======== Text excerpt
CHARLOTTE — Brandon Manning and his wife were both born in the U.S. South and had been itching to return, but Manning didn’t want to go back to his native Atlanta because of the traffic, housing costs and sprawl. So, when he was offered a job teaching at Texas Christian University in Fort Worth, Texas, the couple decided to give the smaller city a chance.
They weren’t alone. The largest African American population growth in pure numbers over the past decade didn’t take place in Atlanta or Houston, long identified as hubs of Black life, but rather in less congested cities with lower profiles: Fort Worth; Columbus, Ohio; Jacksonville, Florida; and Charlotte, North Carolina. Each gained between 32,000 and 40,000 new Black residents from 2010 to 2020, according to 2020 census figures.
Meanwhile, Black residents left the nation’s largest cities, New York, Los Angeles and Chicago, by the tens of thousands.
“The sprawl of a Houston or an Atlanta, it’s just massive and traffic makes it hard to get around,” said Manning, an assistant professor of Black Literature and Culture, who moved to Forth Worth from Las Vegas. “We wanted something that was manageable.”
The Mannings are part of an emerging pattern of Black migration from larger cities to smaller ones, primarily in the South, according to Sabrina Pendergrass, an assistant professor for African American and African Studies at the University of Virginia.
After a decadeslong migration by Black people to Atlanta, “there’s this feeling that ... it might be tougher to get an economic foothold if you wanted to open a business,” Pendergrass said. “In cities like Charlotte, there’s not as much competition.”
From the 1910s to the 1960s, millions of Black Americans took part in the Great Migration, moving to northern cities to escape the overt racism of the Jim Crow South. But many learned over time that racism was also pervasive in northern cities, in less-obvious but equally insidious forms such as home loan restrictions that reinforced segregated neighborhoods. Now, in a trend known as “reverse migration,” some of the grandchildren and great-grandchildren of those original migrants have been moving back to Southern cities for years.
According to the 2020 census, African Americans make up 14% of the U.S. population, 58% of whom live in the South. Those figures could vary slightly, as the Census Bureau reported last week that 3.3% of the Black population was undercounted in the 2020 census, a rate higher than in 2010.
Moving back to the region was important to the Mannings, who have relatives in Jackson, Mississippi.
“We needed to return to the South to be closer to family and closer to a way of life that we were more familiar with,” Brandon Manning said.
Fort Worth, Columbus, Jacksonville and Charlotte all saw explosive growth — from 15% to 24% — in their overall populations over the past decade. The Black population grew at about the same rate in three of the cities and exceeded it in Fort Worth. For this report, The Associated Press focused on individual cities rather than larger metropolitan areas to get a more nuanced sense of where Black population growth took place.
================
======== Recorded data
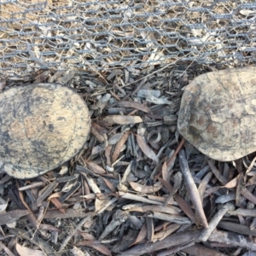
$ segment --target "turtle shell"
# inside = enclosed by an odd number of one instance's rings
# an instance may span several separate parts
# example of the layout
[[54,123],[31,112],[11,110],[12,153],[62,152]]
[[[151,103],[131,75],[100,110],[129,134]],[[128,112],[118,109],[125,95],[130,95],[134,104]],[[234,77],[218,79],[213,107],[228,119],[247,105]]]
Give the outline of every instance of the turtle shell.
[[177,128],[210,158],[239,159],[256,151],[256,67],[207,73],[183,92]]
[[76,155],[90,130],[84,101],[58,84],[0,93],[0,168],[17,178],[53,170]]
================
→ **Tasks to carry out**:
1. In the article on Black population growth in smaller cities, why did The Associated Press look at individual cities instead of larger metropolitan areas? Answer in one to three sentences.
2. Continue the article on Black migration to smaller Southern cities, picking up after its last sentence.

→ **Responses by item number**:
1. The Associated Press focused on individual cities to get a more nuanced sense of where Black population growth took place.

2.
Columbus is the only city included in the newest areas to which Black people are moving that is not in the South. David Jones recalled that when he visited his grandparents in Columbus in the 1970s and ‘80s, the restaurant scene consisted of “Ponderosa after Ponderosa.” Now, he said, it’s a “real” city with diverse eateries and a vibrant culture. Jones discovered the change when he moved there from Washington in March 2020 to pursue a romance and be closer to family.
“It has that Midwestern relaxed nature. It’s more relaxed than D.C., where everything is a little more stressful, certainly more expensive,” he said. “The people here are just more genuine. They’re not always looking to get something from someone else. I think it’s refreshing.”
Ohio State University, a large number of corporate headquarters, a diverse manufacturing base, a relative low cost of living and a burgeoning arts community make the city attractive, said Columbus Councilmember Shayla Favor.
“There are a lot of opportunities for individuals to move upward,” Favor said.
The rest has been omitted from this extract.